Si Gabo no se metía en sus traducciones, ¿Vargas Llosa sí? Usted tradujo La casa verde y Conversación en la catedral.

“Creo que Gabo había leído Rayuela en inglés para ver mi trabajo. Él sabe más inglés del que dice que sabe. Distinto a Vargas Llosa, que no habla inglés tan bien como cree. La personalidad de Mario es así. Su inglés es el que aprendió de libros, un inglés jesuítico, cicerónico, correcto, exacto. Es decir, impropio para la traducción. Siguiendo sus consejos no hubiera quedado muy bien. Él es un poco austero, por eso quería ser presidente. Él se siente presidente. Y yo tengo una teoría de sobre por qué perdió. Era la venganza de Fuji. En La casa verde hay un personaje, el malevo, se llama Fuji; es un japonés brasileño… y al final, le terminó ganando otro japonés latino: Fujimori”.

Rabassa se define como un brasileño por adopción. En los años 60 le dieron una beca para realizar estudios sobre literatura brasileña. A lo largo de los años tradujo a Jorge Amado, Clarice Lispector, Vinícius de Moraes, Lobo Antunes y Machado de Assis. Fue el único país de Latinoamérica en el que vivió y del que nunca se fue, dice, aun cuando se iba.

“Cuando llegué a Brasil la primera impresión fue: ‘Esto es una Cuba inmensa’”.

¿A Jorge Amado lo conoció en ese viaje?

▶ Tareas propuestas:
1. Enumera los autores nombrados en la frase de la entrevista a Rabassa que comienza con «A lo largo de los años tradujo».
2. Indica si cada afirmación concuerda con la entrevista a Rabassa y cita las palabras que lo deciden: (a) Rabassa opina que Vargas Llosa habla inglés mejor de lo que cree. (b) En los años 60 Rabassa obtuvo una beca para estudiar literatura brasileña. (c) En La casa verde aparece un personaje llamado Fuji.
3. Prolonga la entrevista a Rabassa a partir de la última frase mostrada.

▶ Información proporcionada:
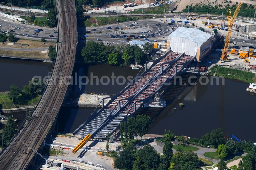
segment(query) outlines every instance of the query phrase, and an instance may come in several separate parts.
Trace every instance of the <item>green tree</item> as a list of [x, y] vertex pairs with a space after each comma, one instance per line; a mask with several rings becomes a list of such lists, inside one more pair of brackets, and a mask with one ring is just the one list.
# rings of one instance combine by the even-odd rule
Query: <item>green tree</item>
[[154, 148], [149, 144], [137, 151], [135, 155], [136, 157], [140, 158], [143, 163], [143, 166], [146, 169], [156, 169], [159, 165], [160, 156]]
[[216, 150], [217, 155], [220, 158], [225, 158], [228, 155], [226, 145], [224, 144], [220, 145]]
[[236, 143], [233, 140], [230, 140], [226, 143], [226, 147], [228, 154], [229, 155], [234, 155], [238, 152]]
[[48, 11], [48, 18], [49, 19], [47, 22], [47, 25], [51, 28], [57, 26], [57, 14], [56, 11], [53, 8]]
[[36, 19], [36, 16], [35, 15], [32, 15], [31, 16], [31, 21], [34, 22], [35, 22], [35, 20]]
[[226, 170], [227, 167], [226, 167], [226, 163], [224, 161], [224, 158], [222, 157], [220, 158], [220, 160], [218, 164], [218, 167], [219, 170]]
[[108, 132], [108, 135], [107, 136], [107, 144], [106, 144], [106, 147], [107, 149], [107, 153], [109, 153], [109, 132]]
[[9, 143], [15, 134], [14, 120], [12, 116], [9, 116], [7, 118], [5, 127], [3, 131], [3, 140], [4, 143]]
[[15, 41], [15, 35], [13, 32], [10, 32], [9, 33], [8, 39], [11, 42], [14, 42]]
[[164, 142], [164, 145], [163, 149], [163, 153], [167, 157], [169, 161], [168, 164], [170, 163], [171, 159], [173, 156], [173, 144], [172, 143], [171, 137], [169, 134], [165, 134], [163, 136]]
[[12, 99], [14, 102], [16, 102], [17, 99], [21, 95], [22, 91], [17, 86], [12, 84], [10, 86], [10, 90], [8, 97], [10, 100]]
[[136, 132], [141, 137], [141, 140], [142, 136], [147, 132], [151, 119], [150, 117], [146, 115], [138, 115], [136, 116]]
[[109, 54], [108, 60], [109, 64], [117, 65], [118, 64], [118, 53], [110, 53]]

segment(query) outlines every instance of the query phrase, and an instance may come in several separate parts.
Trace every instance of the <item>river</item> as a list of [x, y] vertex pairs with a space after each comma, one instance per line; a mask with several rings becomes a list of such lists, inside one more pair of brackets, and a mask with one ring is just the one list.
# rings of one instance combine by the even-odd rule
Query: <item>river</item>
[[[27, 62], [28, 62], [26, 61], [25, 63]], [[1, 64], [0, 62], [0, 66]], [[15, 62], [13, 66], [11, 63], [9, 64], [10, 64], [9, 68], [15, 68], [14, 66], [17, 65], [17, 67], [20, 69], [22, 69], [21, 67], [23, 65], [19, 65]], [[41, 65], [40, 66], [42, 67]], [[30, 72], [33, 73], [29, 73], [30, 76], [36, 71], [35, 67], [30, 67], [31, 69], [33, 69], [33, 71]], [[45, 72], [47, 74], [47, 66], [45, 68], [43, 72]], [[99, 76], [100, 79], [103, 76], [110, 76], [112, 72], [114, 73], [117, 77], [123, 76], [126, 78], [131, 75], [134, 77], [138, 71], [128, 67], [122, 68], [107, 65], [88, 67], [82, 64], [76, 65], [74, 71], [74, 72], [78, 72], [79, 75], [87, 75], [89, 80], [91, 72], [93, 72], [93, 75]], [[41, 73], [43, 71], [41, 71]], [[13, 78], [17, 79], [19, 77], [16, 75], [7, 74], [4, 76], [13, 76]], [[2, 75], [2, 76], [3, 76]], [[31, 78], [27, 79], [28, 82]], [[253, 129], [256, 128], [254, 122], [256, 119], [256, 115], [254, 114], [256, 95], [246, 91], [248, 86], [247, 83], [227, 79], [225, 80], [225, 85], [217, 85], [216, 82], [213, 85], [209, 83], [203, 85], [199, 83], [199, 78], [198, 78], [196, 80], [196, 82], [197, 83], [196, 85], [176, 86], [167, 88], [163, 96], [163, 99], [166, 101], [166, 107], [142, 108], [138, 112], [150, 116], [152, 118], [148, 133], [162, 134], [166, 129], [166, 130], [169, 129], [175, 135], [200, 138], [212, 129], [220, 127], [223, 129], [226, 137], [228, 133], [229, 138], [232, 134], [234, 134], [239, 139], [256, 141], [256, 137], [252, 135], [251, 133]], [[24, 83], [27, 83], [20, 84]], [[81, 88], [77, 86], [73, 86], [72, 88], [77, 92], [86, 91], [114, 94], [126, 85], [115, 84], [104, 86], [100, 83], [99, 85], [82, 86]], [[1, 88], [3, 89], [2, 87]], [[184, 104], [182, 109], [178, 107], [180, 103]], [[56, 124], [56, 130], [59, 132], [72, 133], [86, 120], [95, 109], [89, 107], [62, 107]], [[15, 114], [15, 116], [16, 117]], [[22, 122], [22, 119], [17, 119]]]

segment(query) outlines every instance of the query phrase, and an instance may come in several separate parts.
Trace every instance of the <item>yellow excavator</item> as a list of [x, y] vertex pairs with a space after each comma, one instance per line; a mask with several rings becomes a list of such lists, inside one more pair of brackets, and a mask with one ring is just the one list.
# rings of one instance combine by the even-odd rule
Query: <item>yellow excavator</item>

▶ Respuestas por tarea:
1. Jorge Amado, Clarice Lispector, Vinícius de Moraes, Lobo Antunes y Machado de Assis.

2.
(a) No: «Distinto a Vargas Llosa, que no habla inglés tan bien como cree».
(b) Sí: «En los años 60 le dieron una beca para realizar estudios sobre literatura brasileña».
(c) Sí: «En La casa verde hay un personaje, el malevo, se llama Fuji».

3.
“No, lo conocí tiempo después. Primero tuvimos larga correspondencia. Recuerdo que luego de las primeras traducciones me escribió para decirme que había puesto una vela en mi nombre para Iemanjá, la diosa del mar en la religión del candomblé. ¡Mira qué honor! Es de las cosas más bonitas que me han pasado por este oficio. Luego lo conocí en Nueva York, por sus últimas novelas que traduje. Era un hombre bastante abierto y festivo, y le gustaba la vida y los excesos, pero era también modesto. En sus novelas hay mucha actividad, pero él era un hombre pacífico que dejó estas cosas para sus novelas. Hay mucho más en Jorge Amado de lo que la gente espera. Hay cierta hondura, profundidad. La intelectualidad brasileña lo minimiza, pero hay mucho más en su literatura de lo que ellos ven”.

En su autobiografía usted asume que la traducción es imposible. ¿Cómo es dedicarle la vida a hacer algo que se asume imposible de hacer?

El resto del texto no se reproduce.